● **Document passage**:

****************************************

Then, development bias is applied to the development sleeve 6, with which the developing device 4 is provided. Thus, toner (developer) is adhered to the electrostatic latent image formed on the peripheral surface of the photosensitive drum 1. As a result, a toner image is formed on the peripheral surface of the photosensitive drum 1. Then, the toner image is sent into a transfer nip, which is the area of contact between the photosensitive drum 1 and transfer roller 5. As the toner image arrives at the transfer nip, transfer bias, which is opposite in polarity from the toner, is applied to the transfer roller 5. Consequently, the toner image is transferred onto a sheet of recording medium.
After the transfer of the toner image onto a sheet of recording medium, the sheet is sent to the fixing device 11, and is conveyed through the fixation nip, which is the area of contact between the heating portion and pressure applying portion of the fixing device 11. While the sheet is conveyed through the fixation nip, the sheet and the toner image thereon are heated and pressed. Consequently, the toner image is fixed to the sheet. Then, the sheet is conveyed further, and is discharged into a delivery tray 13 by a pair of discharge rollers 12.

Next, the optical scanning apparatus 50 is described about its structure. Referring to FIG. 2, the optical scanning apparatus 50 has: a light source device 100, a cylindrical lens 51, a rotational polygonal mirror 52, a motor driving circuit board 53, a pair of f- θ lenses 54 and 55, and a casing 56, in which the preceding members are disposed.
As a beam L of laser light is emitted from the semiconductor laser 113 in the optical scanning apparatus 100, it is condensed by the cylindrical lens 51 in terms of only the secondary scan direction, and then, is condensed in a manner to form a long line across the reflective surfaces of the rotational polygonal mirror 52.
The rotation of the rotational polygonal mirror 52 is controlled by the motor driving circuit board 53, so that as the beam L of laser light hits the rotational polygonal mirror 52, it is deflected by the mirror 52 in a manner to scan the peripheral surface of the photosensitive drum 1. There, the deflected beam L of laser light travels through the f- θ lenses 54 and 55, and scans the peripheral surface of the photosensitive drum 1, while remaining focused on the peripheral surface of the photosensitive drum 1.

****************************************

● **Written task 1**:
List the members that the laser printer passage says the optical scanning apparatus 50 has, with their reference numerals.
● **Written task 2**:
Carry on the laser printer passage, starting right after its final sentence.

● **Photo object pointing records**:
****************************************

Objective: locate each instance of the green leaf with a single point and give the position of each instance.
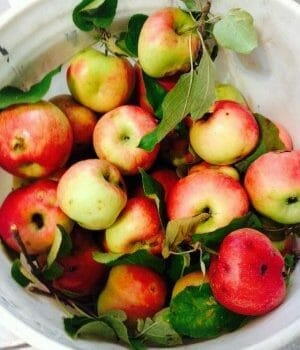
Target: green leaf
(128, 41)
(269, 141)
(94, 14)
(17, 275)
(216, 237)
(155, 94)
(178, 265)
(195, 313)
(53, 272)
(10, 95)
(181, 230)
(115, 319)
(159, 330)
(154, 190)
(203, 89)
(141, 257)
(176, 106)
(236, 31)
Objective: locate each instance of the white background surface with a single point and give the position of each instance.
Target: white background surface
(7, 339)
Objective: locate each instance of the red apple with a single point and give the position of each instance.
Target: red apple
(35, 139)
(137, 290)
(34, 211)
(117, 136)
(229, 133)
(247, 275)
(137, 227)
(100, 82)
(82, 119)
(82, 274)
(273, 184)
(219, 195)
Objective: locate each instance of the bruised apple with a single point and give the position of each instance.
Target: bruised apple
(35, 139)
(117, 136)
(100, 82)
(207, 191)
(247, 275)
(137, 227)
(82, 275)
(92, 192)
(137, 290)
(33, 210)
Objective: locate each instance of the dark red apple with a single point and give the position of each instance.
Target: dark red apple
(247, 275)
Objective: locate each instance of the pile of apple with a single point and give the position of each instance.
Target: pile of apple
(75, 161)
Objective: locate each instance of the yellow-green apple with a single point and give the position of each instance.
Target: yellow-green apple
(227, 134)
(246, 276)
(137, 290)
(92, 192)
(224, 169)
(82, 119)
(137, 227)
(195, 278)
(35, 139)
(273, 184)
(100, 82)
(207, 191)
(32, 210)
(165, 176)
(82, 275)
(230, 93)
(285, 137)
(168, 42)
(117, 135)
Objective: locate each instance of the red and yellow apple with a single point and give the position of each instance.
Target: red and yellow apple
(227, 134)
(246, 276)
(137, 227)
(137, 290)
(273, 184)
(207, 191)
(168, 42)
(35, 139)
(92, 192)
(117, 136)
(82, 119)
(33, 210)
(100, 82)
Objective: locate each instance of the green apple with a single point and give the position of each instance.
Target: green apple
(168, 42)
(92, 193)
(100, 82)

****************************************

● **Final answer 1**:
- Light source device 100
- Cylindrical lens 51
- Rotational polygonal mirror 52
- Motor driving circuit board 53
- A pair of f-θ lenses 54 and 55
- Casing 56

● **Final answer 2**:
By the way, the top opening of the casing 56 is covered by an unshown resinous or metallic lid.

Next, the light source device 100 is described in detail about its structure. Part (a) of FIG. 3 is a perspective view of the light source device 100. Part (b) of FIG. 3 is a sectional view of the light source device 100 at a plane a-a in part (a) of FIG. 3. As is evident from FIG. 3, the light source device 100 has a holder 130, a collimator lens 112, etc.
Referring to part (b) of FIG. 3, the holder 130 has a cylindrical portion 131, which holds the semiconductor laser 113 by one of its lengthwise ends. The other end of the cylindrical portion 131 has an opening through which the beam L of laser light is projected outward from the light source device 100. It is in the adjacencies of this opening that the collimator lens 112 is held to the holder 130. By the way, in this embodiment, the semiconductor laser 113 is held to the holder 130 by being pressed into the holder 130. However, the semiconductor laser 113 may be held to the holder 130 by a method other than being pressed into the holder 130.
The semiconductor laser 113 emits a beam of laser light by being driven by an unshown circuit board. Regarding the structure of this semiconductor laser 113, an unshown laser chip, which is a laser light emitting element, is supported by a stem 122, which is the cylindrical flange portion of the metallic holder, by being mounted on the stem 122, as shown in FIG. 4. It is covered with a cap 120, which is provided with a hole 121 though which the beam L of laser light is projected outward of the semiconductor laser 113. By the way, the cap 120 may be structured so that a sealing glass can be inserted into the hole 121 to seal the cap 120. In this embodiment, however, the cap 120 is not provided with the sealing glass, in order to reduce the semiconductor laser 113 in cost. In other words, the laser in this embodiment is a glass-less laser, that is, a laser which does not have the sealing glass. Therefore, the laser chip is exposed to the ambient air.
Further, the peripheral portion of the stem 122, in terms of its radius direction, is provided with recesses 123, which are used to manipulate the stem 122 during the manufacturing of the light source device 100. For example, the recesses 123 are used to grasp the semiconductor laser 113, and/or to precisely position the stem 122 in terms of the circumferential direction of the stem 122 when the laser chip is mounted on the step 122. The stem 122 which has the recesses 123 as described above has such a shape that is often seen among ordinary semiconductor laser, and is mass-produced. Therefore, using such a stem as the stem 122 makes it possible to reduce the light source device 100 in cost.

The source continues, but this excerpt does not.